*Instruções*.
**1)** Transcreva fielmente o trecho da fonte desde "A recorrente é" até "em seu recurso.", inclusive.
**2)** No trecho da fonte, qual é a data da decisão da Apelação Cível 2004.030123-4?

----- Trecho da fonte

Verificando que foram atendidos os pressupostos de admissibilidade, sobremodo diante da certidão de fls. 138, conheço do recurso.  

A recorrente é concessionária de serviço público de transporte aéreo, aplicando-se-lhe as normas do Código Brasileiro de Aeronáutica, do Código de Defesa do Consumidor e do Código Civil, como ela própria reconhece em seu recurso.

Em caso de antinomia entre o CBA e o CDC, preponderam as regras deste último, consoante iterativa jurisprudência, valendo referir por mera exemplificação e dado o seu conteúdo didático, o seguinte julgado:

TRIBUNAL DE JUSTIÇA DE SANTA CATARINA
Acórdão: Apelação Cível 2004.030123-4
Relator: Dr. Sérgio Izidoro Heil.
Data da Decisão: 04/03/2005

EMENTA: APELAÇÃO CÍVEL - AÇÃO DE INDENIZAÇÃO - EXTRAVIO DE BAGAGEM - CERCEAMENTO DE DEFESA NÃO CARACTERIZADO - APLICAÇÃO DO CDC - PRAZO DECADENCIAL DE CINCO ANOS - DANO MORAL - QUANTUM FIXADO MODERADAMENTE - RECURSO DESPROVIDO     "Não se caracteriza o cerceamento de defesa quando há nos autos elementos suficientes à formação do convencimento do juiz, permitindo-lhe o julgamento antecipado da lide" (Embargos Infringentes n. 2000.024881-9, de Jaguaruna, rel. Des. Sérgio Paladino).     "O Código de Defesa do Consumidor instituiu nova política de proteção ao consumidor, tendo suas regras abrangido todas as relações de consumo. Em caso de antinomia entre o Código Brasileiro de Aeronáutica e o CDC, prevalece este último, porque posterior e especial, além de editado em consonância com a Constituição Federal" (Apelação Cível n. 97.013595-5, da Capital, rel. designado Des. Pedro Manoel Abreu).

----------
----- Dados extraídos

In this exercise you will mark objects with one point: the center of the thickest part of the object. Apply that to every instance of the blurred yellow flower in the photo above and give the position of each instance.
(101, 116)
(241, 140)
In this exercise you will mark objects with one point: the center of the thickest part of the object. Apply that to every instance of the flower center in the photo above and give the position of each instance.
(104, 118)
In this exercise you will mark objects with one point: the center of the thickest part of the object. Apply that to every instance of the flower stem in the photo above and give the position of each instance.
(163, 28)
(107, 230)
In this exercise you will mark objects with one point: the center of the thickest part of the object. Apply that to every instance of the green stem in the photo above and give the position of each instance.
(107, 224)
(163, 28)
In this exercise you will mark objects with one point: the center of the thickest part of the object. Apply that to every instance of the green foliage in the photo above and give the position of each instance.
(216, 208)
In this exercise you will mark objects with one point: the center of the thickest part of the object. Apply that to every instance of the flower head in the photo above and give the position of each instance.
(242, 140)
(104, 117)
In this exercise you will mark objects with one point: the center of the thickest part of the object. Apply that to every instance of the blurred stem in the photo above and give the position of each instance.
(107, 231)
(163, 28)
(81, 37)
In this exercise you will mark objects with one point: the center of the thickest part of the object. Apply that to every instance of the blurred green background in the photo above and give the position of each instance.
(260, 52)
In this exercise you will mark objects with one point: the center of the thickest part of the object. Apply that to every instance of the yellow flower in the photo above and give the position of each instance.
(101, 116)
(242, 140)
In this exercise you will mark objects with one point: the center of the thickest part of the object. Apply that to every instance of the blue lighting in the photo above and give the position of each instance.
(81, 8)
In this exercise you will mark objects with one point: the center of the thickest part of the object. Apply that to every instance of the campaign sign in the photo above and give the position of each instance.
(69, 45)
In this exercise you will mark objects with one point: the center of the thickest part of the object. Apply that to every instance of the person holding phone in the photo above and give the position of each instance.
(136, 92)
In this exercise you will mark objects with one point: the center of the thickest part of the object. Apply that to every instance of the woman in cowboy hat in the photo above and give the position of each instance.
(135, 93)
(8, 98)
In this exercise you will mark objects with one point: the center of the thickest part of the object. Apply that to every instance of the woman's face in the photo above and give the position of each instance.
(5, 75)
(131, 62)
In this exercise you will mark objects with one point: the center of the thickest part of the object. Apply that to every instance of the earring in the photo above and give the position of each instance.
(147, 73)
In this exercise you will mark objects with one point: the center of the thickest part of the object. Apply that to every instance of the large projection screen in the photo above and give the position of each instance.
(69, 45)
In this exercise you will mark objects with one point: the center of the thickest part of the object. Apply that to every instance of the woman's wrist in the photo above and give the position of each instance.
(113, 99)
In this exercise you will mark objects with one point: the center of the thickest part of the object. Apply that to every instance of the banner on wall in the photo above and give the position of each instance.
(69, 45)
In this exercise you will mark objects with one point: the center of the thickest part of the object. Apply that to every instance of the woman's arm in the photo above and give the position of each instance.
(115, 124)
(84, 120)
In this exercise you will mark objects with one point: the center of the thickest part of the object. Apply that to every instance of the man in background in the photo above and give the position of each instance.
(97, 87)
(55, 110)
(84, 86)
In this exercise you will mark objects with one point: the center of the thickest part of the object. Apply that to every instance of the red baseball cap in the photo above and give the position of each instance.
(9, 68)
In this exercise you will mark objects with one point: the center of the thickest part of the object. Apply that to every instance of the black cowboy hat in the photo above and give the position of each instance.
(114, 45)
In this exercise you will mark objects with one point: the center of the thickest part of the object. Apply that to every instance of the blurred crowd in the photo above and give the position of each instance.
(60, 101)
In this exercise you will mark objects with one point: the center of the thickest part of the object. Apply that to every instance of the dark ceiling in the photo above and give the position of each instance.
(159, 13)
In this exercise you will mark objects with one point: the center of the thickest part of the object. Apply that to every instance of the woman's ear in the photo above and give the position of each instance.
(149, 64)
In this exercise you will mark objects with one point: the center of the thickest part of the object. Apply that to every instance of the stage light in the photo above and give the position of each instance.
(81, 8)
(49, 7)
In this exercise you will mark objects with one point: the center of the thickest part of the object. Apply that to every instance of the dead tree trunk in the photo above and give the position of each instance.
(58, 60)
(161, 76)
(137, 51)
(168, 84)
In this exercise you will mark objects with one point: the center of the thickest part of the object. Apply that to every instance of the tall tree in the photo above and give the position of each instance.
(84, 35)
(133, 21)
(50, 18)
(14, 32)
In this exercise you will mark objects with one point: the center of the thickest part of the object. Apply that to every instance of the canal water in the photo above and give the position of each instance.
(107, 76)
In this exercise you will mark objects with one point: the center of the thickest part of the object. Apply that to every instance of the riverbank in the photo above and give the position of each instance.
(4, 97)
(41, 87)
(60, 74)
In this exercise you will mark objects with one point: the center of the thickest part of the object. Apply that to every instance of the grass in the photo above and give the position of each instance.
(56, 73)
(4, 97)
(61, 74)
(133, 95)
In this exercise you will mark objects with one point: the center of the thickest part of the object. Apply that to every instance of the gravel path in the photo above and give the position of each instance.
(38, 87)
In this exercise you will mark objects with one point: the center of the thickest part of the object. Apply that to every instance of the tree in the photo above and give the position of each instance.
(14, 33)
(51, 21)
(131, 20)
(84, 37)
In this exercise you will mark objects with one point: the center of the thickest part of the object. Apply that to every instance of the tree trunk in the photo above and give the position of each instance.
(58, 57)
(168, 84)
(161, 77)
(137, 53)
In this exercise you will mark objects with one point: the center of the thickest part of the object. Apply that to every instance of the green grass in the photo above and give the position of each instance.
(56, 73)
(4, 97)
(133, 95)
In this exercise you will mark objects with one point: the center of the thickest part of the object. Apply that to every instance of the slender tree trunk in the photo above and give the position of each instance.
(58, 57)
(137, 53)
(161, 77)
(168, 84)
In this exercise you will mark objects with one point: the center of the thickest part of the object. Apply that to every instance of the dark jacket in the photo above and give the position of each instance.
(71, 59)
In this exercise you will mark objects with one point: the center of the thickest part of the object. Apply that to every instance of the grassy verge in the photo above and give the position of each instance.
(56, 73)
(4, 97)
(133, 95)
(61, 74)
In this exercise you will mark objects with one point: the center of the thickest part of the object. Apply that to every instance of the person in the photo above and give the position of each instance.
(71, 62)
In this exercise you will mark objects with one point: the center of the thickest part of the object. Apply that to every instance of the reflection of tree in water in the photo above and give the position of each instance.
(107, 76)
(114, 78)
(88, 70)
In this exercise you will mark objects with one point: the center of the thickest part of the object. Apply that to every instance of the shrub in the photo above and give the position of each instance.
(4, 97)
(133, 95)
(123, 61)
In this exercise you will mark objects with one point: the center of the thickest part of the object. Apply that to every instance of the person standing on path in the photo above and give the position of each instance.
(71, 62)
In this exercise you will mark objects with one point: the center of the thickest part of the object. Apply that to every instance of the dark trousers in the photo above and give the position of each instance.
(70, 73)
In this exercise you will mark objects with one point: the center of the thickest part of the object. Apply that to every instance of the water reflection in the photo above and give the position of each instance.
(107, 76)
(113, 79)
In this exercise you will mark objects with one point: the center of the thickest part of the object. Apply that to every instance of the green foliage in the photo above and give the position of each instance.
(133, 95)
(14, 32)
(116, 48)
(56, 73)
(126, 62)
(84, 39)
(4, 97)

----------

*Respostas por tarefa*.
**1)**
A recorrente é concessionária de serviço público de transporte aéreo, aplicando-se-lhe as normas do Código Brasileiro de Aeronáutica, do Código de Defesa do Consumidor e do Código Civil, como ela própria reconhece em seu recurso.

**2)** 04/03/2005